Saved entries
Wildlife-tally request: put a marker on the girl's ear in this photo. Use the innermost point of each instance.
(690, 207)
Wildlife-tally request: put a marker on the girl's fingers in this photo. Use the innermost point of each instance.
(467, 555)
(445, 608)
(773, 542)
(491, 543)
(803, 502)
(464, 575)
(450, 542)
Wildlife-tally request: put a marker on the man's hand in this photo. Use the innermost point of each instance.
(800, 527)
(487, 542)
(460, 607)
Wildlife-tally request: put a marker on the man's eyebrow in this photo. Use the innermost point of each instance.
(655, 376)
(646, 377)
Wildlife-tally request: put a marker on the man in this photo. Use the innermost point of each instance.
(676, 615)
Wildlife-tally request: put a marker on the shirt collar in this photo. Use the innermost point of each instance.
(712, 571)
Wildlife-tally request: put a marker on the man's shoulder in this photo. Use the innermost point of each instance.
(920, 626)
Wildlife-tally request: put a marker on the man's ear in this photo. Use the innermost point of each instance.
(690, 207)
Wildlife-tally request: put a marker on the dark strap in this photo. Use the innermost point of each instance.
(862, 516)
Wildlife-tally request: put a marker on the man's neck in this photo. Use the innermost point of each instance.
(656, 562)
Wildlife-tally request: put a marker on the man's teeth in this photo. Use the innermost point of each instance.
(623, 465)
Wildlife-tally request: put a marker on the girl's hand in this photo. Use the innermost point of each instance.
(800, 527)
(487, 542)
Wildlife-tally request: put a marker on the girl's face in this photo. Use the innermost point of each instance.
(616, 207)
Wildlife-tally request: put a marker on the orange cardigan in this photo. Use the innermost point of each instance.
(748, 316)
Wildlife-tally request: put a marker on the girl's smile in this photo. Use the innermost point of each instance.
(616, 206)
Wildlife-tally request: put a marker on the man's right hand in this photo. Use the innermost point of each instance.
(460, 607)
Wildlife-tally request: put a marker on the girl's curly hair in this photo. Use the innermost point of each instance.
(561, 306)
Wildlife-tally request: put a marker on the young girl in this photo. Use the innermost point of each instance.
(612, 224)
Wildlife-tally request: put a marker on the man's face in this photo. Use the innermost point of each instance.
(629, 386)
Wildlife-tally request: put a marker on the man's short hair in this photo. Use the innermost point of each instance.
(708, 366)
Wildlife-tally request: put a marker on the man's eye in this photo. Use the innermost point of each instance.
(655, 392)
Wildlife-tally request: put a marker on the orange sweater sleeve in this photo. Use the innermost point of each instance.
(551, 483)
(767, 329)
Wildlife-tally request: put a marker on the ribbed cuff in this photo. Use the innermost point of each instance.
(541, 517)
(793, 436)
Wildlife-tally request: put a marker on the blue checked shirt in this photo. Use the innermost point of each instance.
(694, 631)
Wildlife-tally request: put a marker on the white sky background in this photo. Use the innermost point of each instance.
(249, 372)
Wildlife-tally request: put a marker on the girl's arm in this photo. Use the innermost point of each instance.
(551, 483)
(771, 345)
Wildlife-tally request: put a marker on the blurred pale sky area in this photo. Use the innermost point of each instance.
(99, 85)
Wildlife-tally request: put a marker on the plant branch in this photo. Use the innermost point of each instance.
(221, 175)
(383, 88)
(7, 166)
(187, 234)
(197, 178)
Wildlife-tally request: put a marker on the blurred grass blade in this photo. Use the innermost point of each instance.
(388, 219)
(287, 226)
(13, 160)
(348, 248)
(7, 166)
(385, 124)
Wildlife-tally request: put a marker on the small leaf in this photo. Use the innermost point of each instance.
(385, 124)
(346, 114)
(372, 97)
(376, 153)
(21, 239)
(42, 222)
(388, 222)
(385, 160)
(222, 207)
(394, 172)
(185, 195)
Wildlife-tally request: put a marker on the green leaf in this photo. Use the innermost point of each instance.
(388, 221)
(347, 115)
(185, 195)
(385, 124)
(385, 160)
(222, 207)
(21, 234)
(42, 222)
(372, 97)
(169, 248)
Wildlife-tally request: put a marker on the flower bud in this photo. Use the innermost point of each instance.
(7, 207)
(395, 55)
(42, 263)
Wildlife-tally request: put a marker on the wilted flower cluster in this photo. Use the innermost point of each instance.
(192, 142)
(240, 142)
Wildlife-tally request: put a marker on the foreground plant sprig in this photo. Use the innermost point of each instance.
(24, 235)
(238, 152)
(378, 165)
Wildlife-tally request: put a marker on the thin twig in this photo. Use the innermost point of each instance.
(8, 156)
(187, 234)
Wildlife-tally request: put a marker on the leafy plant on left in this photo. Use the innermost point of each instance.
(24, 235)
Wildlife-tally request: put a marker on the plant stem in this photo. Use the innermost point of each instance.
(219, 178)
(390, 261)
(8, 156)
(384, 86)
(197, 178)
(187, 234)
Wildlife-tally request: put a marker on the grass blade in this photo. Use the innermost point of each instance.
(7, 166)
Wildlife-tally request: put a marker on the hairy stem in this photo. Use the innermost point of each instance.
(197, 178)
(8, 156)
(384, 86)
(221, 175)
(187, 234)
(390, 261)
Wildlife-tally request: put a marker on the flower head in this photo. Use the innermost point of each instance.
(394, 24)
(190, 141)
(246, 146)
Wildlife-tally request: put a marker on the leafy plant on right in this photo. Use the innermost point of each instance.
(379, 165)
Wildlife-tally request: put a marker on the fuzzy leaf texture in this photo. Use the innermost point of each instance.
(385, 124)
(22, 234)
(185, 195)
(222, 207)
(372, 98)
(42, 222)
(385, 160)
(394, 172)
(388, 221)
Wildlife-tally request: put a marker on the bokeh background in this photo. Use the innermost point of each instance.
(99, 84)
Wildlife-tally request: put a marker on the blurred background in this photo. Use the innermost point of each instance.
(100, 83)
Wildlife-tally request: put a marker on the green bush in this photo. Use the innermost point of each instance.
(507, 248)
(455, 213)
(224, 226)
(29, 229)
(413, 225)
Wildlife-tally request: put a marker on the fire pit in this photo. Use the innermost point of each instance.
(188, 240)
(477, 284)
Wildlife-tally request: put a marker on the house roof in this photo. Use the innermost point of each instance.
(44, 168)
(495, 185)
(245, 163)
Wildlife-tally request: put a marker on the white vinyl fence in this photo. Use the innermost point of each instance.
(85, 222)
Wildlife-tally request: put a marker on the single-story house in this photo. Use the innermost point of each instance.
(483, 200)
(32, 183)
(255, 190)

_REQUIREMENT_
Transcribe the data above verbatim.

_THE ANSWER_
Wildlife-tally request: put a marker on the girl's ear in this photo. Use the innermost point of each instance.
(690, 207)
Wildlife-tally request: put a marker on the girl's fingers in this photo. Use the innermost point of each instance.
(467, 555)
(445, 608)
(773, 542)
(491, 543)
(803, 502)
(464, 575)
(450, 542)
Wildlife-tally request: put a marker on the man's hand in this photo. Use the innermost point of each instance.
(800, 527)
(487, 542)
(460, 607)
Wildlife-tally request: put a marker on the man's eyebrow in this photo. Use the innermost point of each instance.
(655, 376)
(646, 377)
Wildlife-tally request: put a marker on the man in this photo. Use the innermost point of each instance.
(676, 615)
Wildlife-tally request: put a marker on the shirt collar in this photo. Use the innermost point of each instance.
(712, 571)
Wildlife-tally request: put a marker on the man's shoulder in this photo. Use the innermost point of each instance.
(920, 626)
Wildlife-tally request: put a marker on the man's ear in this photo. Use the innermost point of each instance.
(690, 207)
Wildlife-tally request: put a marker on the dark strap in this photo. Use the innermost point of each instance.
(862, 516)
Wildlife-tally request: put a marker on the man's neck in this photo. Use the innermost point of each instance.
(656, 562)
Wildlife-tally request: put a marker on the man's teeth in this photo. Use the innermost point of each instance.
(623, 465)
Wildlife-tally request: put a marker on the girl's hand in this photo. Use the innermost point of each instance.
(800, 527)
(487, 542)
Wildlife-tally request: put a marker on the girl's face in this photo. Use the innermost point of each instance.
(616, 207)
Wildlife-tally request: put a marker on the orange cardigan in this photo. Use the innermost point of each instance.
(748, 316)
Wildlife-tally request: put a marker on the girl's smile in this photo. Use the innermost point of each instance.
(616, 206)
Wildlife-tally request: put a marker on the man's right hand in this photo. Use the innermost point of each instance.
(460, 607)
Wildlife-tally request: put a marker on the girl's curly hair in this photo. Use the innermost point of each instance.
(561, 306)
Wildlife-tally request: put a marker on the young girl in this photo. Use the innermost point of each instance.
(612, 224)
Wildlife-tally request: put a marker on the man's face in this photo. Use the innermost point of each instance.
(629, 386)
Wildlife-tally request: put a marker on the man's short hair in this photo. Use the innermost point of each instance.
(708, 366)
Wildlife-tally request: put a marker on the man's eye in this photo. Use the innermost point of each instance.
(655, 392)
Wildlife-tally request: put a marker on the orange sweater sleeve in this photo. Use the innermost point of each instance.
(551, 483)
(767, 329)
Wildlife-tally request: put a marker on the ribbed cuff in this photo. Use the innermost point of each instance.
(541, 517)
(793, 436)
Wildlife-tally request: put a marker on the blue checked shirt in this photo. Use the innermost point of each instance.
(694, 631)
Wildlife-tally request: put a marker on the white sky background in this photo. Use the innermost point of each instance.
(249, 372)
Wildlife-tally request: put a marker on the girl's arm in this photo. Use the innermost point of each instance.
(551, 483)
(771, 345)
Wildlife-tally request: put a marker on the blurred pale sky area in this photo. Use the innermost point of each instance.
(99, 85)
Wildlife-tally request: put a marker on the plant branch in this photo. Use the innermost point of each instance.
(221, 175)
(383, 88)
(7, 166)
(187, 234)
(197, 178)
Wildlife-tally request: put a marker on the blurred grass blade in this photo. Use the innermost point of each instance.
(388, 219)
(287, 226)
(13, 160)
(348, 248)
(7, 166)
(385, 124)
Wildlife-tally request: put a marker on the small leaf in this photo. Use the innermost point of each instance.
(385, 124)
(346, 114)
(372, 97)
(376, 153)
(21, 239)
(42, 222)
(388, 222)
(385, 160)
(222, 207)
(394, 172)
(185, 195)
Wildlife-tally request: put a marker on the green leaf in this photo. Use the innermost point of each instance.
(388, 221)
(347, 115)
(185, 195)
(385, 124)
(385, 160)
(222, 207)
(21, 234)
(42, 222)
(372, 97)
(169, 248)
Wildlife-tally request: put a marker on the flower bud in this photo. Use the innermost point of each instance.
(7, 207)
(395, 55)
(42, 263)
Wildlife-tally request: put a marker on the wilted flower cluster in this photo. Use the innermost point of each instance.
(192, 142)
(240, 142)
Wildlife-tally request: put a marker on the foreground plant sprig in this photo. Use the innermost point of each instance.
(24, 235)
(238, 152)
(378, 165)
Wildlife-tally request: put a marker on the thin twig in this photo. Use the innermost point of each instance.
(8, 156)
(187, 234)
Wildlife-tally request: put a marker on the leafy plant on left in this photo. Use the innermost point of each instance.
(24, 235)
Wildlife-tally request: put a marker on the plant stem in this photo. Use the innermost point of each instance.
(219, 178)
(390, 261)
(8, 156)
(384, 86)
(197, 178)
(187, 234)
Wildlife-tally request: put a marker on the grass blade in this photo. Use the innermost point of each instance.
(7, 166)
Wildlife-tally request: put a marker on the hairy stem in this photo. Use the innermost point of each instance.
(197, 178)
(8, 156)
(384, 86)
(221, 175)
(187, 234)
(390, 261)
Wildlife-tally request: put a marker on the flower head in this photo. Use the innermost point of each instance.
(394, 24)
(190, 141)
(246, 146)
Wildlife-tally request: put a marker on the leafy plant on right in this photo. Use the innermost point of each instance.
(379, 165)
Wildlife-tally request: put a marker on the fuzzy leaf texture in this photo. Use the innermost point of each instance.
(385, 124)
(22, 234)
(185, 195)
(222, 207)
(372, 98)
(42, 222)
(385, 160)
(394, 172)
(388, 221)
Wildlife-tally request: put a marker on the bokeh background in this photo. Use the innermost point of each instance.
(99, 84)
Wildlife-tally request: put a marker on the blurred background in this photo. Use the innermost point of each instance.
(100, 83)
Wildlife-tally request: put a marker on the green bush in this photo. Use the innermost point of each instance.
(507, 248)
(455, 213)
(224, 226)
(29, 229)
(413, 225)
Wildlife-tally request: put a marker on the fire pit in this photo. Use the innermost point of each instance.
(188, 240)
(477, 284)
Wildlife-tally request: put a marker on the house roof in this photo. Use the innermost point of each instance.
(44, 168)
(495, 185)
(245, 163)
Wildlife-tally request: put a marker on the white vinyl fence in this photo. Use the innermost point of each instance.
(85, 222)
Wildlife-tally request: put a marker on the single-story house in this photo. Use the innermost point of each instance.
(483, 200)
(32, 183)
(255, 190)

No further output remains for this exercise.